SET EXERCISE A: In the partition examples below, which columns are listed inside the X( ) part of Example 1?

start GIVEN PASSAGE

Partition
Example 1
Summary: Build a partition model
Code:
// Open data table
dt = Open("$Sample_Data/Auto Raw Data.jmp");
// Partition (Claim Y/N)
Partition(
Y( :"Claim(Y/N)"n ),
X(
:AgeClass, :Gender, :Car Power,
:Rating Class, :"City(Y/N)"n
),
Minimum Size Split( 20 ),
Show Split Prob( 1 ),
Small Tree View( 1 ),
Criterion( "Maximize Significance" ),
Initial Splits(
:AgeClass == {"Young"},
{:"City(Y/N)"n == {"Y"},
{:Rating Class == {"D", "C"}}}
),
SendToReport(
Dispatch( {}, "Partition Graph",
FrameBox,
{Frame Size( 400, 195 ),
Marker Drawing Mode( "Fast" )
}
),
Dispatch( {}, "Partition Report",
FrameBox,
{Frame Size( 400, 74 )}
)
)
);
Example 2
Summary: Build a partition model
Code:
// Open data table
dt = Open("$Sample_Data/Auto Raw Data.jmp");
// Partition (Claim USD)
Partition(
Y( :Claim USD ),
X(
:AgeClass, :Gender, :Car Power,
:Rating Class, :"City(Y/N)"n
),
Minimum Size Split( 20 ),
Small Tree View( 1 ),
Criterion( "Maximize Significance" ),
Initial Splits(
:Rating Class == {"A", "B"},
{},
{:AgeClass == {"Elder"}, {},
{:"City(Y/N)"n == {"N"}}}
),
SendToReport(
Dispatch( {}, "2", ScaleBox,
{
Format(
"Currency",
"USD",
15,
0
)}
),
Dispatch( {}, "Partition Report",
FrameBox,
{
Marker Drawing Mode( "Fast" )
}
)
)
);
Example 3
Summary: Build a decision tree model using partition
Code:
// Open data table
dt = Open("$Sample_Data/Bands Data.jmp");
// Partition (starting)
Partition(
Y( :Banding? ),
X(
:grain screened,
:proof on ctd ink, :blade mfg,
:paper type, :ink type,
:direct steam, :solvent type,
:type on cylinder, :press type,
:unit number, :cylinder size,
:paper mill location,
:plating tank, :proof cut,
:viscosity, :caliper,
:ink temperature, :humidity,
:roughness, :blade pressure,
:varnish pct, :press speed,
:ink pct, :solvent pct,
:ESA Voltage, :ESA Amperage, :wax,
:hardener, :roller durometer,
:current density,
:anode space ratio,
:chrome content
),
Validation Portion( 0.2 ),
Informative Missing( 1 )
);
Example 4
Summary: Build a decision tree model using partition
Code:
// Open data table
dt = Open("$Sample_Data/Bands Data.jmp");
// Partition (final)

end GIVEN PASSAGE

SET EXERCISE B: Pick out every line of the rows below that contains the word "concrete", and copy each one. Case counts.

start INPUT

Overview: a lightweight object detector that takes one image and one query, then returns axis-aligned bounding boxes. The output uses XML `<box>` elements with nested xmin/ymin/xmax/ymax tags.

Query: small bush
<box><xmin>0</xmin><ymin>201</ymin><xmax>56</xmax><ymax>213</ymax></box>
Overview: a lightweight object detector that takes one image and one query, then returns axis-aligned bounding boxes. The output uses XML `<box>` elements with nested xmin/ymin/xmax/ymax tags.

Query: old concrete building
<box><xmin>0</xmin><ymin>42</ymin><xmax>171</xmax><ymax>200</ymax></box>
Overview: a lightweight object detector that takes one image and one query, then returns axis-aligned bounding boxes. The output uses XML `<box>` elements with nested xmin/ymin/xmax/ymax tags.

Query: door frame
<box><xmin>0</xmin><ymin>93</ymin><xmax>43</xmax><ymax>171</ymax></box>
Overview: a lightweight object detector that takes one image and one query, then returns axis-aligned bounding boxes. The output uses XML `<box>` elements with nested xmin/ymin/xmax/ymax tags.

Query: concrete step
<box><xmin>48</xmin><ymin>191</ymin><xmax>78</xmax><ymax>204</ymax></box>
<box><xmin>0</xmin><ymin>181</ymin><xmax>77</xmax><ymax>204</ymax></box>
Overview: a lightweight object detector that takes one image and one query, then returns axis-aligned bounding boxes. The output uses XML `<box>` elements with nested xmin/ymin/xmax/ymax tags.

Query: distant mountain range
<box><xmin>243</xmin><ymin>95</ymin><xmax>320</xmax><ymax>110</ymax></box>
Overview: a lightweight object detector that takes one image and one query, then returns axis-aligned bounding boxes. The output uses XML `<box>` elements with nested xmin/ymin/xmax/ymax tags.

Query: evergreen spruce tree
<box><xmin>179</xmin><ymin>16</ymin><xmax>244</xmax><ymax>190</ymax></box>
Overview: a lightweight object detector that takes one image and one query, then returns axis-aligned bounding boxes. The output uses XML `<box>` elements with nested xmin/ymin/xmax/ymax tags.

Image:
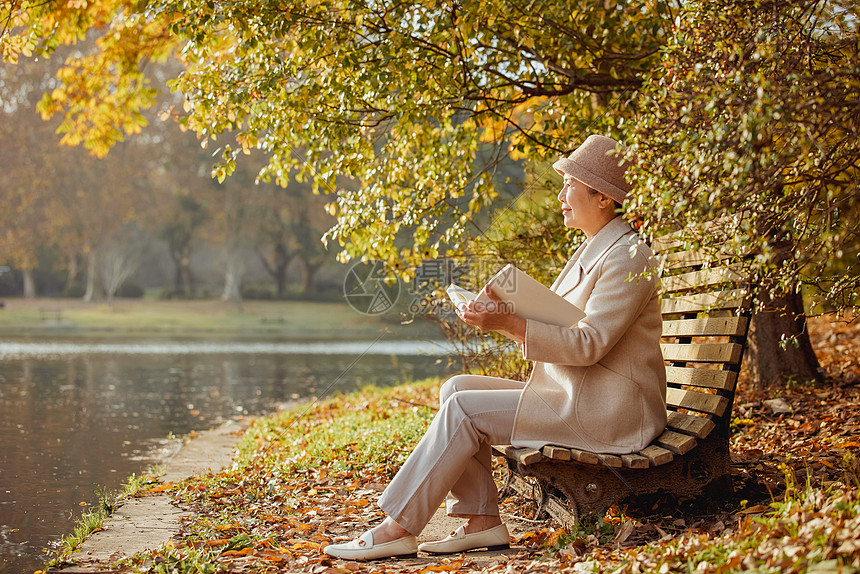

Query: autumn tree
<box><xmin>629</xmin><ymin>0</ymin><xmax>860</xmax><ymax>383</ymax></box>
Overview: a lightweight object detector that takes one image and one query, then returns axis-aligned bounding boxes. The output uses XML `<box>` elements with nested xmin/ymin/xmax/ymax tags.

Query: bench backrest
<box><xmin>652</xmin><ymin>236</ymin><xmax>750</xmax><ymax>451</ymax></box>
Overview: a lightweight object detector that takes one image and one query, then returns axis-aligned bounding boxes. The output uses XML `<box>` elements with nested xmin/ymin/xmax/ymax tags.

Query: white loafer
<box><xmin>418</xmin><ymin>524</ymin><xmax>511</xmax><ymax>554</ymax></box>
<box><xmin>323</xmin><ymin>530</ymin><xmax>418</xmax><ymax>560</ymax></box>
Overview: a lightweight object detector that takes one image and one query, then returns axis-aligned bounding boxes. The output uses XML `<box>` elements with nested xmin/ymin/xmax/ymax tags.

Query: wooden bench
<box><xmin>494</xmin><ymin>233</ymin><xmax>751</xmax><ymax>526</ymax></box>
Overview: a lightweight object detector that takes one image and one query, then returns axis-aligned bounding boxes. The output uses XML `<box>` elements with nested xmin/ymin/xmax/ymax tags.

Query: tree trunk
<box><xmin>745</xmin><ymin>294</ymin><xmax>823</xmax><ymax>389</ymax></box>
<box><xmin>84</xmin><ymin>253</ymin><xmax>104</xmax><ymax>302</ymax></box>
<box><xmin>21</xmin><ymin>267</ymin><xmax>36</xmax><ymax>299</ymax></box>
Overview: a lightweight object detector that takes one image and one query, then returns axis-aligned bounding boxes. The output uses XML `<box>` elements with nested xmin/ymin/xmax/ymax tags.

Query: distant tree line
<box><xmin>0</xmin><ymin>53</ymin><xmax>336</xmax><ymax>306</ymax></box>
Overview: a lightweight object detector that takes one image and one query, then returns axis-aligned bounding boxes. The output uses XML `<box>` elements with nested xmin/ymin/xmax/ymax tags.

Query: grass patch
<box><xmin>0</xmin><ymin>299</ymin><xmax>433</xmax><ymax>339</ymax></box>
<box><xmin>46</xmin><ymin>467</ymin><xmax>165</xmax><ymax>568</ymax></box>
<box><xmin>52</xmin><ymin>380</ymin><xmax>860</xmax><ymax>574</ymax></box>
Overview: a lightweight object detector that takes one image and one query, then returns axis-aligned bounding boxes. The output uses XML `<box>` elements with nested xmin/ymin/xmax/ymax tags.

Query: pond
<box><xmin>0</xmin><ymin>339</ymin><xmax>453</xmax><ymax>574</ymax></box>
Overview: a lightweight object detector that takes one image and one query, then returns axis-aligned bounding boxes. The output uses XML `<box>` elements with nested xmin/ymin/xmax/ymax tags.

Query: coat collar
<box><xmin>579</xmin><ymin>215</ymin><xmax>633</xmax><ymax>273</ymax></box>
<box><xmin>552</xmin><ymin>216</ymin><xmax>633</xmax><ymax>296</ymax></box>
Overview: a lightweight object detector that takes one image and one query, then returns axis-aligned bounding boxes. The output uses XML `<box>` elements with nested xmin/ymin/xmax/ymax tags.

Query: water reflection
<box><xmin>0</xmin><ymin>341</ymin><xmax>450</xmax><ymax>574</ymax></box>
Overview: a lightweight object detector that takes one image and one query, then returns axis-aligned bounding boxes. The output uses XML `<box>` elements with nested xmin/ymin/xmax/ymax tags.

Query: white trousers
<box><xmin>379</xmin><ymin>375</ymin><xmax>525</xmax><ymax>536</ymax></box>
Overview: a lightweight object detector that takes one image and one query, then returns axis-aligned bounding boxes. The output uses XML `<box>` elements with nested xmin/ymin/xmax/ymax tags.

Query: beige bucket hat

end INPUT

RIGHT ANSWER A: AgeClass, Gender, Car Power, Rating Class, City(Y/N)

RIGHT ANSWER B:
Query: old concrete building
Query: concrete step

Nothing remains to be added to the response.